━━━ Page text ━━━
Enable Datadog tracing

Problem: you want every MCP call traced in Datadog APM with mcp.* attributes. Spans should show up in the same dashboards your other services use.

Solution: point mcpgw at your Datadog Agent’s OTLP/HTTP receiver. The Agent forwards spans to Datadog over its existing pipe — no separate ingestion path.

On the Datadog Agent — enable OTLP/HTTP

In datadog.yaml:

otlp_config:
  receiver:
    protocols:
      http:
        endpoint: 0.0.0.0:4318

Or, with environment variables (Helm chart, container):

DD_OTLP_CONFIG_RECEIVER_PROTOCOLS_HTTP_ENDPOINT=0.0.0.0:4318

Restart the Agent. Confirm the receiver is up:

curl -s -o /dev/null -w "%{http_code}\n" -X POST http://<agent>:4318/v1/traces
# Expect 415 (the receiver is up but rejects an empty body) — anything else means mis-wired

On mcpgw — point at the receiver

telemetry:
  customer:
    enabled: true
    endpoint: http://datadog-agent:4318      # bare host:port — /v1/traces is appended
    service_name: mcpgw                       # appears in Datadog APM service list
    resource_attrs:                           # optional: arbitrary OTel resource attrs
      env: production
      version: v1.0.0
      team: platform

Restart the gateway (telemetry endpoint is not hot-reloadable). Within ~10 seconds of the next request, spans appear in Datadog APM under service mcpgw.
━━━ Data extract ━━━
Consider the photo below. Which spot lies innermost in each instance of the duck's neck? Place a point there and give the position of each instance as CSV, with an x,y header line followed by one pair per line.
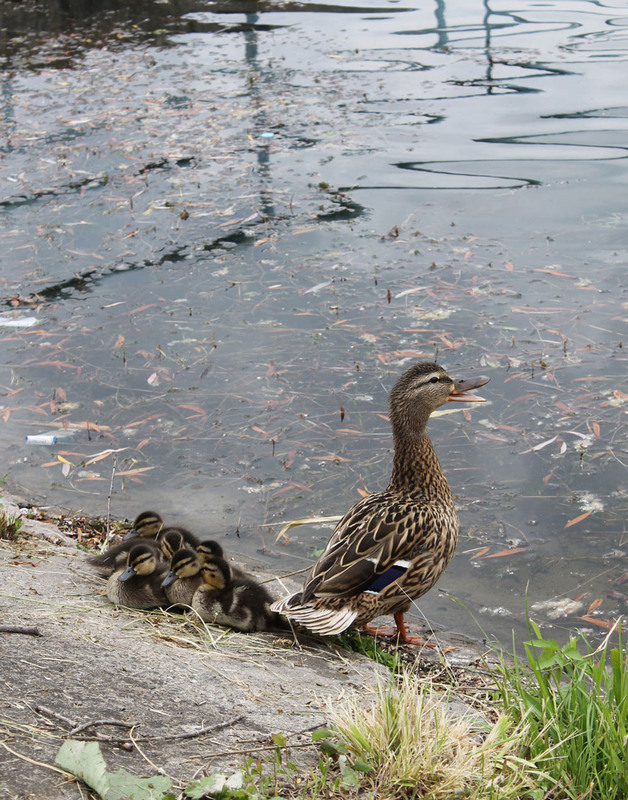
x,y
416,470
━━━
━━━ Data extract ━━━
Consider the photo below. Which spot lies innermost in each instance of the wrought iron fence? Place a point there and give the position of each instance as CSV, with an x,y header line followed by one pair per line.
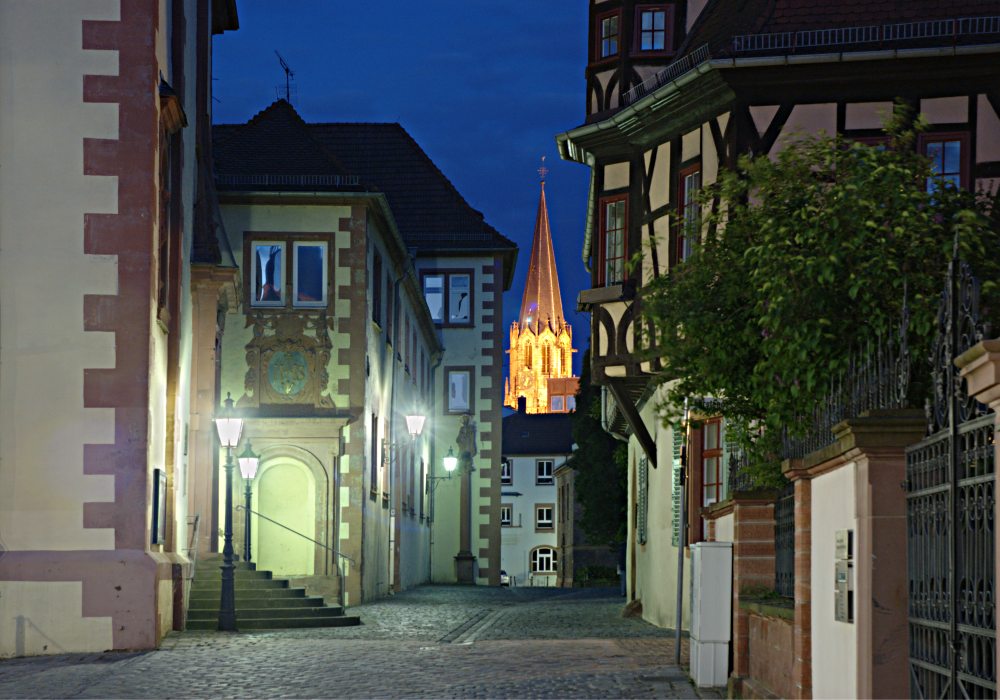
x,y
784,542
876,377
━━━
■ Task:
Rewrite the part of the Datadog tracing text that opens with "Enable Datadog tracing" and closes with "separate ingestion path.", switching every "mcpgw" to "the MCP gateway". The lines above are not needed for this work.

■ Correct response:
Enable Datadog tracing

Problem: you want every MCP call traced in Datadog APM with mcp.* attributes. Spans should show up in the same dashboards your other services use.

Solution: point the MCP gateway at your Datadog Agent’s OTLP/HTTP receiver. The Agent forwards spans to Datadog over its existing pipe — no separate ingestion path.